“Confirmai na fé e na
caridade a vossa Igreja, enquanto caminha neste mundo o vosso servo, o Papa
Francisco, o nosso Bispo José...” [1].
A cada Celebração Eucarística a comunidade faz memória do
Bispo de Roma, o Papa, e do Bispo Diocesano. A Eucaristia, como sacramento da
unidade, não pode ser celebrada senão em comunhão com a Igreja particular, da
qual o Bispo é o sinal visível da unidade, e em comunhão com a Igreja
universal, que o Papa “preside na caridade” (Santo Inácio de Antioquia) [2].
O Papa Francisco toma posse da cátedra de Bispo de Roma (Basílica do Latrão, 2013) |
Fazemos nossas as palavras do Papa Bento XVI em sua
Homilia na Missa da Ceia do Senhor na Quinta-feira Santa do ano de 2011:
“A Eucaristia é sacramento da unidade. (...) Por isso, fazem
necessariamente parte da Oração Eucarística da Igreja as palavras: ‘una cum Papa nostro et cum Episcopo nostro’. Isto não é um mero acréscimo exterior
àquilo que acontece interiormente, mas expressão necessária da própria
realidade eucarística. E mencionamos o
Papa e o Bispo pelo nome: a unidade é totalmente concreta, tem nome. Assim,
a unidade torna-se visível, torna-se sinal para o mundo, e estabelece para nós
mesmos um critério concreto”.
Além da menção do seu nome na Oração Eucarística, a comunhão
com o Papa e com o Bispo é expressa liturgicamente através da celebração dos
aniversários da dedicação da Basílica do Latrão, Catedral de Roma, e da
dedicação da igreja Catedral de cada Diocese.
O que é a dedicação
de igreja?
A dedicação de igreja é um sacramental, um rito
litúrgico através do qual um templo cristão é consagrado ao culto divino.
Consagrado vem do latim “consecrare”,
isto é, tornar sagrado, separar para Deus.

■ **Tarefa proposta A**
Transcreva do texto sobre a Eucaristia tudo o que vai desde "Além da menção" até "separar para Deus.".
■ **Tarefa proposta B**
Liste todas as pessoas mencionadas pelo nome no texto sobre a Eucaristia.
■ **Tarefa proposta C**
Responda com base no texto sobre a Eucaristia:
(i) Em que basílica e em que ano o Papa Francisco tomou posse da cátedra de Bispo de Roma?
(ii) Em que missa e em que ano Bento XVI proferiu a homilia citada?
(iii) De que palavra latina vem "consagrado" e qual é o seu sentido?

■ **Dados fornecidos**
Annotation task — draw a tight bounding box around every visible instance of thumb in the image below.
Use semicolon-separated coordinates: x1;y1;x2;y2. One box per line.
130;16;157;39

■ **Resposta A**
Além da menção do seu nome na Oração Eucarística, a comunhão
com o Papa e com o Bispo é expressa liturgicamente através da celebração dos
aniversários da dedicação da Basílica do Latrão, Catedral de Roma, e da
dedicação da igreja Catedral de cada Diocese.
O que é a dedicação
de igreja?
A dedicação de igreja é um sacramental, um rito
litúrgico através do qual um templo cristão é consagrado ao culto divino.
Consagrado vem do latim “consecrare”,
isto é, tornar sagrado, separar para Deus.

■ **Resposta B**
Papa Francisco
Bispo José
Santo Inácio de Antioquia
Papa Bento XVI

■ **Resposta C**
(i) Na Basílica do Latrão, em 2013.
(ii) Na Missa da Ceia do Senhor, na Quinta-feira Santa de 2011.
(iii) Vem de "consecrare", que significa tornar sagrado, separar para Deus.